#### Tasks and exercises:
a: Answer these questions from the passage on Lorenzo Vázquez, one line each:
(i) What covers the façade of the palace in Cogolludo?
(ii) What is the monastery of San Antonio de Mondéjar used for today?
(iii) What does the tondo directly above the palace entrance enclose?
b: Summarize the passage on Lorenzo Vázquez in two sentences.
c: Pick up the passage on Lorenzo Vázquez after its final sentence and continue it.

#### Text extract:

-.-.-

The most important innovations introduced by Vázquez were his treatment of the façade as an esthetic object and his use of classical decorative elements. The palace in Cogolludo is built on the traditional plan with a central courtyard, but the arches of the gallery are Roman, supported by classical columns. The façade of the building is covered with rusticated stone, the entrance is placed in the center of the façade, and the windows are symmetrically spaced. A decorative line is sculpted across the entire width of the façade, serving as window sill and indicating the two interior floor levels. The entrance is flanked by classical half-columns, and a tondo directly above the door encloses the family coat of arms in a classical wreath. Throughout the palace in Cogolludo, Vázquez employed Renaissance principles of architecture. He integrated structural and decorative elements, emphasized the horizontal, and used classical orders and decoration. While Medinaceli could afford to use the best materials, Tendilla could supply Vázquez with only the poorest of local bricks and stone for the monastery of San Antonio de Mondéjar. Today it is in ruins, used as a corral by local farmers. Even the ruins have all the daring and beauty of Lorenzo Vázquez's work -- soaring Roman arches and a floor plan proportioned to a single module.(32) Like the early Italian imitators of Roman architecture, most of the Mendoza and their architects considered the classical architectural orders and sumptuous decoration to be the essence of Roman architecture. Only Vázquez in his later years, while working for Tendilla, concerned himself with the problems of proportion and measurement that had become the preoccupation of late fifteenth-century Italian architects, a concern which is a constant theme of Tendilla's letters on architectural subjects.

-.-.-

#### Record set:

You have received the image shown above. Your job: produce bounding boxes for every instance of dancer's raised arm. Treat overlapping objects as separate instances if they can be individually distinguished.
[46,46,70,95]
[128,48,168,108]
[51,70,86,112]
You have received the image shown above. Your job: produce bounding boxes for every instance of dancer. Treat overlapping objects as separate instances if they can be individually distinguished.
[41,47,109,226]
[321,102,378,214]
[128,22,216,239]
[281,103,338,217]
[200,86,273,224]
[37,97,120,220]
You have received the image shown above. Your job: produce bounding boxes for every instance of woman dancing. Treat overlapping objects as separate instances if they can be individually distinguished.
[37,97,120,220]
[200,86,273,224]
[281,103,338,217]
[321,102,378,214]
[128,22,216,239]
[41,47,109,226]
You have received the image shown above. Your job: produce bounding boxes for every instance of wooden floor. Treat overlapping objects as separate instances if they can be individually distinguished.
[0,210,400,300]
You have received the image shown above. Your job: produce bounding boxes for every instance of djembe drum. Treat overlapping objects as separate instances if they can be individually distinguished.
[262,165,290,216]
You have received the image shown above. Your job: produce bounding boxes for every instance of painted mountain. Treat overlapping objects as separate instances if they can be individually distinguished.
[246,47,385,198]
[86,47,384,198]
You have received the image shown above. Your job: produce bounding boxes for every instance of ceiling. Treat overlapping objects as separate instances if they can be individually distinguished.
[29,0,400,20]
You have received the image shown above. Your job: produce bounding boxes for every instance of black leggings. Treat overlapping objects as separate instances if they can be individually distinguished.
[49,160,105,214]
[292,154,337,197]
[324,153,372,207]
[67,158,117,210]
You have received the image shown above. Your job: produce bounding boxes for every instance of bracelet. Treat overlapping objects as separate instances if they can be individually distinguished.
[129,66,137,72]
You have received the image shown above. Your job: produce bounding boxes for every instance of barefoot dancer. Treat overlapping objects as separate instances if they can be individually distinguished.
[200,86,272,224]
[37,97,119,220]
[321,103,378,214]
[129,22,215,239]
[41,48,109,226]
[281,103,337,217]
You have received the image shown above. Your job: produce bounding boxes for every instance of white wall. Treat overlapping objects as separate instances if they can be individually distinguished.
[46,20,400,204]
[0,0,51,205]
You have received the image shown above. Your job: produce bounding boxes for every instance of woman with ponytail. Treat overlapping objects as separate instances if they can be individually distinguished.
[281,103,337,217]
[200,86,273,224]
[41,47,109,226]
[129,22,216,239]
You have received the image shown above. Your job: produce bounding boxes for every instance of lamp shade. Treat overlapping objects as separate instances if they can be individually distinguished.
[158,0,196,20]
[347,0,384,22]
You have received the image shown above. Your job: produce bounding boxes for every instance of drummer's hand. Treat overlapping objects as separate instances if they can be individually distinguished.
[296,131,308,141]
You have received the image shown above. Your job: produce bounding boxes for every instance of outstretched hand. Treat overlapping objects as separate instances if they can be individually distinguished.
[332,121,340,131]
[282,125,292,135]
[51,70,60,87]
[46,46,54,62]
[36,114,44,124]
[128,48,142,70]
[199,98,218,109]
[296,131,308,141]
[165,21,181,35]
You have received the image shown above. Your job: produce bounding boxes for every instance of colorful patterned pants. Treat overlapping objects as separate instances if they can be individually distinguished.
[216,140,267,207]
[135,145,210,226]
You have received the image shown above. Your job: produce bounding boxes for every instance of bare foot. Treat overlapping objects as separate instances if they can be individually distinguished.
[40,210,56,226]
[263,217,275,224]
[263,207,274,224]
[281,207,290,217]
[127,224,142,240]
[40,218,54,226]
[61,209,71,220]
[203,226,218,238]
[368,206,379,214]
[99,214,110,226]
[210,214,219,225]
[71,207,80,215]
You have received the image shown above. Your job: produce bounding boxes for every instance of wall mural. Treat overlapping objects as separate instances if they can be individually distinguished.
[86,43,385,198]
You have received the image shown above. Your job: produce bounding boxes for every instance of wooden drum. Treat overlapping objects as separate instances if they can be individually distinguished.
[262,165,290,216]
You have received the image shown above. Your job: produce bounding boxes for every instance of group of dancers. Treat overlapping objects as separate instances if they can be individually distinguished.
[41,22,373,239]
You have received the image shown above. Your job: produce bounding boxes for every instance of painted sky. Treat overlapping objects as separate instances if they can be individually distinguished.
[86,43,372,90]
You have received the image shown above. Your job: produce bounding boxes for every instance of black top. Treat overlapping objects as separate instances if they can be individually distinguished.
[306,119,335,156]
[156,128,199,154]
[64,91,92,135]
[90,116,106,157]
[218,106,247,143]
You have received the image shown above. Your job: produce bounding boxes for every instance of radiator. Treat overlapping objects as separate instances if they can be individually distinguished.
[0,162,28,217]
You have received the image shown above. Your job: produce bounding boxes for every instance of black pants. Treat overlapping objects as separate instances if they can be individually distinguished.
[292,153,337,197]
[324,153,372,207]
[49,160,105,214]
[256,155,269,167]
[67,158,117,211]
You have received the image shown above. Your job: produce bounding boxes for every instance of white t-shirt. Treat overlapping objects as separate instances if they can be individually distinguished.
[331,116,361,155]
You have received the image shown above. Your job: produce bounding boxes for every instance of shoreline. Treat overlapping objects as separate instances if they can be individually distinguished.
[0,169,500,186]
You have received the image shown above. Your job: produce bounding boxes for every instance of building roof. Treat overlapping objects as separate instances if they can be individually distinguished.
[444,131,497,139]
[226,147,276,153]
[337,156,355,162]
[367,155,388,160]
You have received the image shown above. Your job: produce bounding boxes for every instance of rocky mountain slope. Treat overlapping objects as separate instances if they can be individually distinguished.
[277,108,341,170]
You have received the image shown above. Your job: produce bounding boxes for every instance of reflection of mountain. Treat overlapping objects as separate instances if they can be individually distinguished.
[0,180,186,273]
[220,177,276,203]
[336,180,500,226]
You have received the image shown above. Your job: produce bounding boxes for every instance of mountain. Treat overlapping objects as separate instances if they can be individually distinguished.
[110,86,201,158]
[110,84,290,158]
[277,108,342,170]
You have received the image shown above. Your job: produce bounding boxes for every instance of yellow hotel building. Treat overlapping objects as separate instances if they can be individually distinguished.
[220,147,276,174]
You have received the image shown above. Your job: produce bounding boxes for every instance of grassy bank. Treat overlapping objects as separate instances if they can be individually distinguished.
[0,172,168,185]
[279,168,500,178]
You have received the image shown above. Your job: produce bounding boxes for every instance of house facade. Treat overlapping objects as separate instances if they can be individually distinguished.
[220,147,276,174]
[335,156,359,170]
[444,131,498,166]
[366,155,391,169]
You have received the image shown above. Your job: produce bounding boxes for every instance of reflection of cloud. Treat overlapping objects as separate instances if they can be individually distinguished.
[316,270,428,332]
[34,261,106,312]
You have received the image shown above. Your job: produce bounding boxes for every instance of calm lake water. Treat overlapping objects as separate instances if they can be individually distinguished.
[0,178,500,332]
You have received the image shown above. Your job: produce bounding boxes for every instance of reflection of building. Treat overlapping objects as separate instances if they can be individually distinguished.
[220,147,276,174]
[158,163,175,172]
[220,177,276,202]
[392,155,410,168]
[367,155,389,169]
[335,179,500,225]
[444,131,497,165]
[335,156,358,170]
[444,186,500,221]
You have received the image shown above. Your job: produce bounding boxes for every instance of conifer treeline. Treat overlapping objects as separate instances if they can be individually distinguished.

-.-.-

#### Answers below:
a:
(i) Rusticated stone.
(ii) It is used as a corral by local farmers.
(iii) The family coat of arms in a classical wreath.

b: Vázquez's chief innovations were treating the façade as an esthetic object and using classical decorative elements, as seen in the palace in Cogolludo, where he applied Renaissance principles by integrating structure and decoration, emphasizing the horizontal, and using classical orders. Although the monastery of San Antonio de Mondéjar, built for Tendilla with poor local materials, is now in ruins, it shows his daring Roman arches and a plan proportioned to a single module, and in his later years Vázquez alone among the Mendoza architects took up the Italian concern with proportion and measurement.

c:
In view of the Mendoza family's literary tradition, it is not surprising that some members of the family turned to ancient Rome and the papal court for inspiration when architecture became their major artistic interest. The Roman model, however, did not become popular during the reign of the Catholic Monarchs. Most of the Mendoza followed the leadership of the duke of Infantado and built in the gothic style; and even the monarchs adopted this style when they began building, late in the reign. The only Roman structures of the reign of the Catholic [192] Monarchs were built by a few members of the Mendoza family deeply influenced by cardinal Mendoza; and after 1504, only by the two mavericks of the family -- Tendilla and Cenete. It has been noted that an enthusiasm for Roman architectural models was widespread among the "imperialists" under Charles V;(33) but during the reign of the Catholic Monarchs, it was limited to those Mendoza who clung most tenaciously to the old, particularist view of the Castilian monarchy and saw themselves as the cultural heirs of the ancient Romans.

By 1485, most of the Mendoza had abandoned the traditional Castilian architectural and literary standards for the standards of the north. Though they could no longer dominate the intellectual and religious life of Castile, they could sponsor the most lavish examples of the artistic fashions of the country. But by turning to the Middle Ages and the north instead of classical antiquity and the papal court for their esthetic standards, these generations were abandoning the Mendoza tradition just as they were abandoning it in political matters.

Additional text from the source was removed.